** TASK TO CARRY OUT **
Any picture among the records should be left out, please; retype the rest exactly.

** STORED DATA **
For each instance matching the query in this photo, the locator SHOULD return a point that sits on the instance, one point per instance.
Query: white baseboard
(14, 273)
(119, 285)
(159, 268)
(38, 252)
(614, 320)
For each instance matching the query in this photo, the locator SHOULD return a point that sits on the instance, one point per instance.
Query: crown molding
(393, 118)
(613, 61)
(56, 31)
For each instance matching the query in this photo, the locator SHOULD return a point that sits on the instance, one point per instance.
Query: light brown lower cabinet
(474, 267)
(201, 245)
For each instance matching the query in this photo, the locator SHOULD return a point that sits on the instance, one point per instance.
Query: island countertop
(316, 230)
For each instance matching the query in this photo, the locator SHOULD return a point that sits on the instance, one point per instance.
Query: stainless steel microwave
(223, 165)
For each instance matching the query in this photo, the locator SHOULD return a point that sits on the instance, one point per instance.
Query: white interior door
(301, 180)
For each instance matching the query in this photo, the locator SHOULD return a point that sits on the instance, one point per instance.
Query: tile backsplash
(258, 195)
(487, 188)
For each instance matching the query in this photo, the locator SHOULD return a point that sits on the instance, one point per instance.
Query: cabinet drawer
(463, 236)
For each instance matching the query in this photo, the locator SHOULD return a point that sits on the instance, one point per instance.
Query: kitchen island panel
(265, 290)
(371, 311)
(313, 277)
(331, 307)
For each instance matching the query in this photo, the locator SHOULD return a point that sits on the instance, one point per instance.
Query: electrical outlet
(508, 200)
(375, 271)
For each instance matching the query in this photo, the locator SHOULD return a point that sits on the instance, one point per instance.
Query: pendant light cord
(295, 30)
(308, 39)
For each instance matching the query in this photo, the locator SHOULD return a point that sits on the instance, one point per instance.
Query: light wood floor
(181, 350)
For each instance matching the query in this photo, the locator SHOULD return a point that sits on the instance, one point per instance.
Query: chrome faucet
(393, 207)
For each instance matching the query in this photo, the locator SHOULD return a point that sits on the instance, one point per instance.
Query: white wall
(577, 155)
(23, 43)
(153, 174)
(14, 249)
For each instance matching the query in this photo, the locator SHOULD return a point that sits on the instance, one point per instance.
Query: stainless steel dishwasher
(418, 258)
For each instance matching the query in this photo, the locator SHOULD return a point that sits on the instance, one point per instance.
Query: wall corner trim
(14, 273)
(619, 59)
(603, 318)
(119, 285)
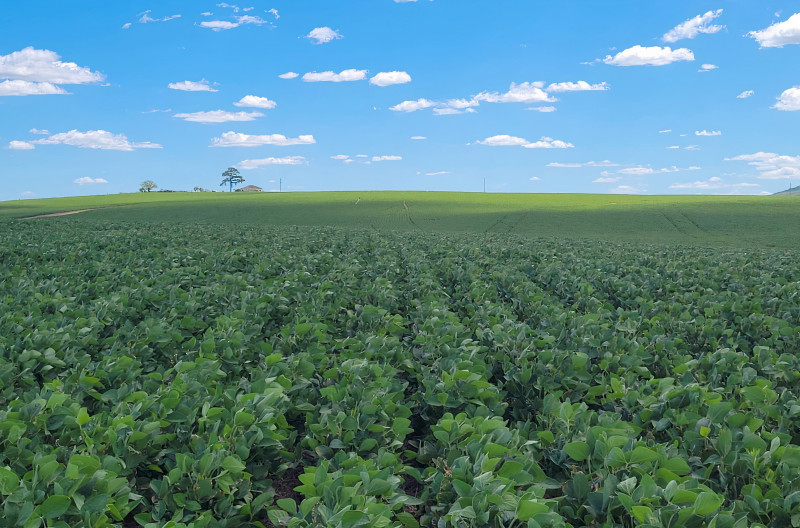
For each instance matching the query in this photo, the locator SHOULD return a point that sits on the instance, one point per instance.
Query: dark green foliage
(172, 376)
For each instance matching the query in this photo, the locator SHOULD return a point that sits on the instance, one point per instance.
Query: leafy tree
(147, 186)
(231, 177)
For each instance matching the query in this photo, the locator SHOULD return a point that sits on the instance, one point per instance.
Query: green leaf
(528, 508)
(232, 464)
(288, 504)
(577, 451)
(641, 513)
(9, 481)
(54, 505)
(707, 502)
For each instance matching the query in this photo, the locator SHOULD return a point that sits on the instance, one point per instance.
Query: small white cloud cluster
(526, 92)
(352, 75)
(649, 56)
(504, 140)
(694, 26)
(32, 71)
(145, 18)
(235, 139)
(92, 139)
(192, 86)
(772, 166)
(789, 100)
(323, 35)
(779, 34)
(264, 162)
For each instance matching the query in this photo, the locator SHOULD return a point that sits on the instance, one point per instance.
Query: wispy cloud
(219, 116)
(94, 139)
(694, 26)
(254, 101)
(504, 140)
(779, 34)
(192, 86)
(323, 35)
(235, 139)
(264, 162)
(390, 78)
(329, 76)
(145, 18)
(772, 166)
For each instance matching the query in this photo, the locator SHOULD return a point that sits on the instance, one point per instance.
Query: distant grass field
(691, 220)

** THE SOLUTION **
For each instance matching the query in this photo, the locator SHOULD return a point that sits on the instance, one point per instance.
Query: white baseboard
(14, 273)
(119, 285)
(159, 268)
(38, 252)
(614, 320)
For each instance matching the query in this photo, the locator SHOULD return a point that sits on the instance, one point per instance.
Query: crown molding
(393, 118)
(613, 61)
(56, 31)
For each instance matching the query in this photo, the locator SHOULD return a point that sits on the instance, one point per instance.
Query: light brown lower cabinet
(474, 267)
(201, 245)
For each instance matching the query in this photo, the locator SHOULD return a point that sits on the instance, one point per instance.
Query: island countertop
(316, 230)
For each instance matching the query in this photo, the locator SHOULD return a point that sits on the instance, one point per instance.
Query: stainless steel microwave
(223, 165)
For each instance matching the query in this photo, the locator SHOULD return a point that sits on the instance, one point per instance.
Query: white interior door
(301, 180)
For each instance matching the query in this photo, the locator SHOULD return a point that sits on the instance, one point per instance.
Query: tile backsplash
(258, 195)
(487, 188)
For each instance matching the query in this photo, the locator SHOULD return a point that sits on the instance, one point per instance.
Query: cabinet drawer
(463, 236)
For each instance matching the query in this photo, the locator SHOULD return a point that sits on the instance, one point per instance.
Query: kitchen island panel
(265, 290)
(371, 311)
(313, 277)
(331, 307)
For each instance matching the query in this photo, the locator SHOULD return a point that sits on the instance, one point per instance.
Query: electrical outlet
(508, 200)
(375, 271)
For each instance matching the query in this photo, the locator SHOULD return a point that sits on the instance, one point per instance.
Query: pendant light cord
(295, 30)
(308, 39)
For each instance matching the query in this photo, the locator SHOULD return a point that sits on the instance, one point per instance.
Query: light wood floor
(181, 350)
For each instance matching the query in this photo, the locator SHOULD return a point that sits on the instance, one point per instance.
Query: chrome faucet
(393, 207)
For each instance matching the query in this photo, the locator SHOULD return a point that sits on the instance, one point per instance.
Query: white wall
(577, 155)
(23, 43)
(153, 174)
(14, 249)
For each instance matching the query in this photo, the locator SHOULD return a point that sits on the instance, one point per instance.
Query: stainless steel dishwasher
(418, 258)
For each instance matching the query in this photo, the locator SHOULD return a point that sits on the instance, one point per instance.
Query: wall corner trim
(14, 273)
(619, 59)
(603, 318)
(119, 285)
For each instance matching the query in this photo, the locator SHOULD return a point that sits on the instance, one point per instance.
Query: dark green foliage
(172, 376)
For each instance matching the query in this photo, the locator SHOULD return a point that sits on the instance, one point per instance.
Query: leafy tree
(147, 186)
(231, 177)
For each instance matching the query in this photo, the locator SHOULD return a point that sits on the instance, one point per instance.
Query: green leaf
(528, 508)
(232, 464)
(288, 504)
(577, 451)
(641, 513)
(9, 481)
(54, 505)
(707, 502)
For each instance matching the query in this photo, the locator SHOULD return a point that sits on the instance, one point per instance.
Query: small white cloud cluster
(526, 92)
(352, 75)
(649, 56)
(504, 140)
(694, 26)
(32, 71)
(145, 18)
(235, 139)
(92, 139)
(192, 86)
(772, 166)
(789, 100)
(323, 35)
(779, 34)
(264, 162)
For each instance matching the query in this photo, the locator SHOULD return a point that sits on the instance, one point per instance.
Query: wispy cloud
(219, 116)
(94, 139)
(694, 26)
(254, 101)
(504, 140)
(779, 34)
(192, 86)
(323, 35)
(235, 139)
(264, 162)
(390, 78)
(329, 76)
(145, 18)
(772, 166)
For each instance matching the query in this photo, the locator SHOULD return a point that sits on the instance, one point per instance.
Query: distant grass field
(691, 220)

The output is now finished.